Named object pointing entries
□ □ □ □ □ □ □
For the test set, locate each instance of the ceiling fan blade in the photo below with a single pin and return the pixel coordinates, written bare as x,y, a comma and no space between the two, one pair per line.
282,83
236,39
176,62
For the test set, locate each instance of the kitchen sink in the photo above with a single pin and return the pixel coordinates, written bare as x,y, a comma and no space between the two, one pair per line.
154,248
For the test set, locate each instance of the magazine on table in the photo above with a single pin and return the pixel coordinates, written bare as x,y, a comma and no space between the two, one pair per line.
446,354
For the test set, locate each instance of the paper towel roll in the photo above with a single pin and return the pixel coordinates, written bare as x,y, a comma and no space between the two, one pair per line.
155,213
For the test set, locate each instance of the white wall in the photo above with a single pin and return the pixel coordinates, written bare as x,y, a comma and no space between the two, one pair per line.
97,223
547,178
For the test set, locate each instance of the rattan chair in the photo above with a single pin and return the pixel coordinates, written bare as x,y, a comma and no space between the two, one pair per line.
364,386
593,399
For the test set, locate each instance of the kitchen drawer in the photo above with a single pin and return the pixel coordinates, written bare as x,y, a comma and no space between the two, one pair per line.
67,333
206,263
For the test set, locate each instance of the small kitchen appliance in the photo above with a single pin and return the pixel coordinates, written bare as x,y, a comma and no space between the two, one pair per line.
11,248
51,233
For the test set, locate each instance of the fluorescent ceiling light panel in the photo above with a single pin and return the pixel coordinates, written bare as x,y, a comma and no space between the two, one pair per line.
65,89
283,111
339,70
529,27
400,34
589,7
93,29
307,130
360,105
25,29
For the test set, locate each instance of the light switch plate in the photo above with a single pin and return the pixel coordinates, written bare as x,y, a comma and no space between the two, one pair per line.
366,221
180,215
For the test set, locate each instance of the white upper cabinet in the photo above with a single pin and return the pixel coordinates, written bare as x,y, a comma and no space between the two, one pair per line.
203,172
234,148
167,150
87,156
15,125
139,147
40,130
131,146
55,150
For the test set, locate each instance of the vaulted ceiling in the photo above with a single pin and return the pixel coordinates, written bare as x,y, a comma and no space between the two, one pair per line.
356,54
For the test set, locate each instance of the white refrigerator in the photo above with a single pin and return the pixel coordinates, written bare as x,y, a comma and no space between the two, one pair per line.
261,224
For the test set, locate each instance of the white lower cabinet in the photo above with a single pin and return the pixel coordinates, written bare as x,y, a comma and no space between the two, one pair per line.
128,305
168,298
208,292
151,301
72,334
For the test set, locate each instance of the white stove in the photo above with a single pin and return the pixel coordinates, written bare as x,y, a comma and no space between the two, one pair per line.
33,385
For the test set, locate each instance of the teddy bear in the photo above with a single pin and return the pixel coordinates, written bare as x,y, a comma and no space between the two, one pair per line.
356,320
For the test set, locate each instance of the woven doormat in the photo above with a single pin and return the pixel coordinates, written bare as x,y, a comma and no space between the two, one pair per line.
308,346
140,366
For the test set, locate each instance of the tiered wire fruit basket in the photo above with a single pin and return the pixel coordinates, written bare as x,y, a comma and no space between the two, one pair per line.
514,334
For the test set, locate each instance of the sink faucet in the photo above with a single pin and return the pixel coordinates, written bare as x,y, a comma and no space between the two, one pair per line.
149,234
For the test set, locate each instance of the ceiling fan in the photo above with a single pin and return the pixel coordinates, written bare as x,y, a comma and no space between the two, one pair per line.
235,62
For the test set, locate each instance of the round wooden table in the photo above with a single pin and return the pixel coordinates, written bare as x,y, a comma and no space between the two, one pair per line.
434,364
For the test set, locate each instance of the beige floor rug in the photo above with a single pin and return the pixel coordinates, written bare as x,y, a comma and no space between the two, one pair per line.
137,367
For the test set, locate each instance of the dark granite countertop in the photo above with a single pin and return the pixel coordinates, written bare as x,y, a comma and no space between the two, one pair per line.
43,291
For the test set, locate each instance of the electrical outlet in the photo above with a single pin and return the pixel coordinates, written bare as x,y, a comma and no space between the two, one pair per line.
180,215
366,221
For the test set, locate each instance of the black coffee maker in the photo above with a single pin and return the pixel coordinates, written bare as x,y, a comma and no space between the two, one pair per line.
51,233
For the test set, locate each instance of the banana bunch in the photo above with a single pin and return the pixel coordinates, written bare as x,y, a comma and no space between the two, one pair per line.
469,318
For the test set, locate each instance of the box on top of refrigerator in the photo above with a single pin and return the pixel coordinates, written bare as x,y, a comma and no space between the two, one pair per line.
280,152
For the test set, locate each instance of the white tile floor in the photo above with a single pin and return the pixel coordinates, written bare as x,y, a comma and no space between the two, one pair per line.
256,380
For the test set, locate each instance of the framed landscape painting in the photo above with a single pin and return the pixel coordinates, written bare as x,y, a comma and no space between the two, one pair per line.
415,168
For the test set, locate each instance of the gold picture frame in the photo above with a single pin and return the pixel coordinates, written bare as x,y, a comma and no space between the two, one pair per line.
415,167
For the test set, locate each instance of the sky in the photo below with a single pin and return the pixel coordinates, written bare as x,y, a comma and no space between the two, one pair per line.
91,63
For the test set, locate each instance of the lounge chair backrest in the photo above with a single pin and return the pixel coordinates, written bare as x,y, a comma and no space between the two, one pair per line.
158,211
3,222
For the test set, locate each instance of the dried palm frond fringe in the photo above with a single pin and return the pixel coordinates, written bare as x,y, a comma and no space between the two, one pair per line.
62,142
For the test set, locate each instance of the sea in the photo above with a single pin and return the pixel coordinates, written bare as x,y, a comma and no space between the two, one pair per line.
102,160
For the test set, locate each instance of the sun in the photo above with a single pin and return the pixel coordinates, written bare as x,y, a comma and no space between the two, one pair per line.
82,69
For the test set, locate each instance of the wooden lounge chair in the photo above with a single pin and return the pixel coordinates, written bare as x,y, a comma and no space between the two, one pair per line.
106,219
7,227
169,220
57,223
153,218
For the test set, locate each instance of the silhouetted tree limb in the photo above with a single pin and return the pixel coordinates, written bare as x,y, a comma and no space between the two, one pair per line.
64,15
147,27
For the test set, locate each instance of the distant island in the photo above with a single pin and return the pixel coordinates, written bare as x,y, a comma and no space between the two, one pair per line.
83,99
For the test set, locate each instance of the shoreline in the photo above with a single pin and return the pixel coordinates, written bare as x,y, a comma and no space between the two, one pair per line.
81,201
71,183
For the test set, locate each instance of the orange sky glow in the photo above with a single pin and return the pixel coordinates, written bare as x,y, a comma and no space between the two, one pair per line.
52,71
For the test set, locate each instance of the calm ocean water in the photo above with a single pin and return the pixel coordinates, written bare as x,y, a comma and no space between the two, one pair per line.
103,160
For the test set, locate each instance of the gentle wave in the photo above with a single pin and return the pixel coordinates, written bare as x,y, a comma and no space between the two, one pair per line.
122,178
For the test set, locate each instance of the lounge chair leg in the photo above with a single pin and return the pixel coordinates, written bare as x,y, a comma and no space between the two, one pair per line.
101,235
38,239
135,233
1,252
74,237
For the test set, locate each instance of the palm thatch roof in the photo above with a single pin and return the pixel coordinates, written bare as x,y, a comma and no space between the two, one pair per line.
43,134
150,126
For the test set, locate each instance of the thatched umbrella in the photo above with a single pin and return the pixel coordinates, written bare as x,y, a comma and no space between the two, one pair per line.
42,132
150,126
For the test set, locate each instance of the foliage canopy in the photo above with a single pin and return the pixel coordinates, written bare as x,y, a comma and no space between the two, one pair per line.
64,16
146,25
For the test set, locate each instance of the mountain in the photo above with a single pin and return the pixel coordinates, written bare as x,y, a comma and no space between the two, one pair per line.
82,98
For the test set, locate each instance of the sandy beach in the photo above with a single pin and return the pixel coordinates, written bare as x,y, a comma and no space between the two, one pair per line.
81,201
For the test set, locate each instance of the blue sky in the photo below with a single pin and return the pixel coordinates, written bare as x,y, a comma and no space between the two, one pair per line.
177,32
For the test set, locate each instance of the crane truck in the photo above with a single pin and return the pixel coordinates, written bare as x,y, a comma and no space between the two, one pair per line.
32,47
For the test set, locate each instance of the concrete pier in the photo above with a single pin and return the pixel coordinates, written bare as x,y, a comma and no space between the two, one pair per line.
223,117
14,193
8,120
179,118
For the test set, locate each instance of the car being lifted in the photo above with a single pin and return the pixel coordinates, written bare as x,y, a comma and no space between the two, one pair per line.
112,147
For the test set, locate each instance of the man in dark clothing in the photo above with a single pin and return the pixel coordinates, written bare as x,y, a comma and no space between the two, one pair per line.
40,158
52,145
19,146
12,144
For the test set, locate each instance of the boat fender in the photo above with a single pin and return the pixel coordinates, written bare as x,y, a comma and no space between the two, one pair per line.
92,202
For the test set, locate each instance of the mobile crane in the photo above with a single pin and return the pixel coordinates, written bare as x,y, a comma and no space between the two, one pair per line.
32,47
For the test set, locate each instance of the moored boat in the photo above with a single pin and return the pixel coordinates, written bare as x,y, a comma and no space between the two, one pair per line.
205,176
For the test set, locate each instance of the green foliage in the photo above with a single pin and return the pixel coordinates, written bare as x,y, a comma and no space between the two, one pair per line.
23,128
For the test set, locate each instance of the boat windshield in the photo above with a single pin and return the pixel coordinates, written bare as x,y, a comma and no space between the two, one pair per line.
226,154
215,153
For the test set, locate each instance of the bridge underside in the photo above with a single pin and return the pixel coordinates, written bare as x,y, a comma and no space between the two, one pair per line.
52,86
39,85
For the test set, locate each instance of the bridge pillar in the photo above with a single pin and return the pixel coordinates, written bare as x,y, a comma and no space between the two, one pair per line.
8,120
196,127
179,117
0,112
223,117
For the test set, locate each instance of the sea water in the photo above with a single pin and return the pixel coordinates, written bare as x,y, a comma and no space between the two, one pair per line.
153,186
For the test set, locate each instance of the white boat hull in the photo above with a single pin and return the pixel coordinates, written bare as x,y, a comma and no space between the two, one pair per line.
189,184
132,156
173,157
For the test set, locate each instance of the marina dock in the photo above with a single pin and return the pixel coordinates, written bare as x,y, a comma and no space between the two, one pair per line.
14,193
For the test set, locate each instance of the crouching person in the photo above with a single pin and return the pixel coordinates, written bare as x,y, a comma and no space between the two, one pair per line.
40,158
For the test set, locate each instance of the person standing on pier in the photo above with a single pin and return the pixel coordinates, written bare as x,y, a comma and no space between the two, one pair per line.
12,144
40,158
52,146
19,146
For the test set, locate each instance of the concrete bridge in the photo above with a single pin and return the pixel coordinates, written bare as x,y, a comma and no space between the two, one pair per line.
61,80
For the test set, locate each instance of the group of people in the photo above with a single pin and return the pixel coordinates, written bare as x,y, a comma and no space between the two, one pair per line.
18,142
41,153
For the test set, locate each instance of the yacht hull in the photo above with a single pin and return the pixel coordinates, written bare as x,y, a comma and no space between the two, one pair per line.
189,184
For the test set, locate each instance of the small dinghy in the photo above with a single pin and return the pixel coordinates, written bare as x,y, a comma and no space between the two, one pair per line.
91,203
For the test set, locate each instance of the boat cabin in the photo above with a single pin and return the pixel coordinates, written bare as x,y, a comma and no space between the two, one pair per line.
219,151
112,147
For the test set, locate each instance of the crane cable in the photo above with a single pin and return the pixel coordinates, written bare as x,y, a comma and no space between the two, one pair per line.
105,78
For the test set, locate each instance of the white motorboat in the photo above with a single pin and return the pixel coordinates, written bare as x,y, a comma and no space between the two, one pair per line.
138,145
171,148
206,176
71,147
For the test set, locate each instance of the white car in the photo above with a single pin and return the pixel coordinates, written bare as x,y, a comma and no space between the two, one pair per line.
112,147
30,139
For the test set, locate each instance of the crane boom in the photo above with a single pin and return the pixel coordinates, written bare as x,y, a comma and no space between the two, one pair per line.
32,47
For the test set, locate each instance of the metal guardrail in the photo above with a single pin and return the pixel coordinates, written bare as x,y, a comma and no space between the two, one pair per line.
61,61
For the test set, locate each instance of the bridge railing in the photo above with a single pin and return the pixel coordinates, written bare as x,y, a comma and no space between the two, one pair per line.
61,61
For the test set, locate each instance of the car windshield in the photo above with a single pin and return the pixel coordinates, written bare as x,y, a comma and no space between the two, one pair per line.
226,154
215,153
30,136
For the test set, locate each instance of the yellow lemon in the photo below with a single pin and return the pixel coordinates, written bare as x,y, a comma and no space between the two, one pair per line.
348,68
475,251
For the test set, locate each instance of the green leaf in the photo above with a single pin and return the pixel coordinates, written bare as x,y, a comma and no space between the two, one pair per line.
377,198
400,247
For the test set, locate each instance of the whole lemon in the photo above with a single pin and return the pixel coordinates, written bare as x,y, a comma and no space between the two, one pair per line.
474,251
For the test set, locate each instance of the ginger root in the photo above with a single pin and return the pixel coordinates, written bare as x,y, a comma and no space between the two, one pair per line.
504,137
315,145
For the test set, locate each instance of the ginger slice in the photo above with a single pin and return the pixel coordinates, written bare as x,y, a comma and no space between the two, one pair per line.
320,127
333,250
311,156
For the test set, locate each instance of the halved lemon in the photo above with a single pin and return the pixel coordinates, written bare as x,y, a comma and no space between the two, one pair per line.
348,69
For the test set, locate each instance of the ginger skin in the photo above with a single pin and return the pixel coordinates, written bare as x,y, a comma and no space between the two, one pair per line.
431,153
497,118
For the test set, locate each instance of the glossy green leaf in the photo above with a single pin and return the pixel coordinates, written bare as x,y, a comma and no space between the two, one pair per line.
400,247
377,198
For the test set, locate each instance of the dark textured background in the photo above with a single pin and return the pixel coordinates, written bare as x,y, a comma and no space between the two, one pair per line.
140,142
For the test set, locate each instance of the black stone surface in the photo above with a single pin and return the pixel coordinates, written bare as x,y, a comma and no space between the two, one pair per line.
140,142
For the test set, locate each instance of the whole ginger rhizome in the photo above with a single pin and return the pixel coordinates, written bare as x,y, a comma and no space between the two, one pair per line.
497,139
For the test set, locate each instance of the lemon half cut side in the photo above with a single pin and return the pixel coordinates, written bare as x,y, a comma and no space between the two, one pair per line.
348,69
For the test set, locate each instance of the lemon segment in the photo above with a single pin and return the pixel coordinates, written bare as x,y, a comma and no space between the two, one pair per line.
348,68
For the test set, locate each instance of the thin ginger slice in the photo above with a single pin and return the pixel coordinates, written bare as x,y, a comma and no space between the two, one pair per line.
□ □ □ □ □ □ □
**WHAT YOU WILL DO**.
Starting from the line containing "For the test set, locate each instance of the dark textured" and ending with the final line of the data, reproduce each line exactly as it appears, including no other lines.

**PROBLEM SOLUTION**.
For the test set, locate each instance of the dark textured background in the photo above with a single pin and return the pixel coordinates, written bare as x,y, a comma and no space between the two, one pair per line.
140,142
For the test set, locate each instance of the black stone surface in the photo above with a single pin and return the pixel coordinates, written bare as x,y, a comma and no space between the two, one pair per line.
140,142
For the test set, locate each instance of the whole ginger rhizome in the photo above with a single pin and return the pixel coordinates, written bare as x,y, a comma and no space between the two, one pair per line.
497,139
For the test set, locate each instance of the lemon half cut side in the photo above with a single pin and return the pixel coordinates, written bare as x,y, a comma and no space between the two, one pair per line.
348,69
For the test set, locate each instance of the lemon segment in the photo above with a single pin and return the pixel coordinates, written bare as x,y, a comma and no space between the two, one pair per line.
348,68
For the test set, locate each instance of the thin ginger slice in the photo above with a single pin and return the pixel coordinates, written bare as x,y, a comma and no space between the two, one pair per line.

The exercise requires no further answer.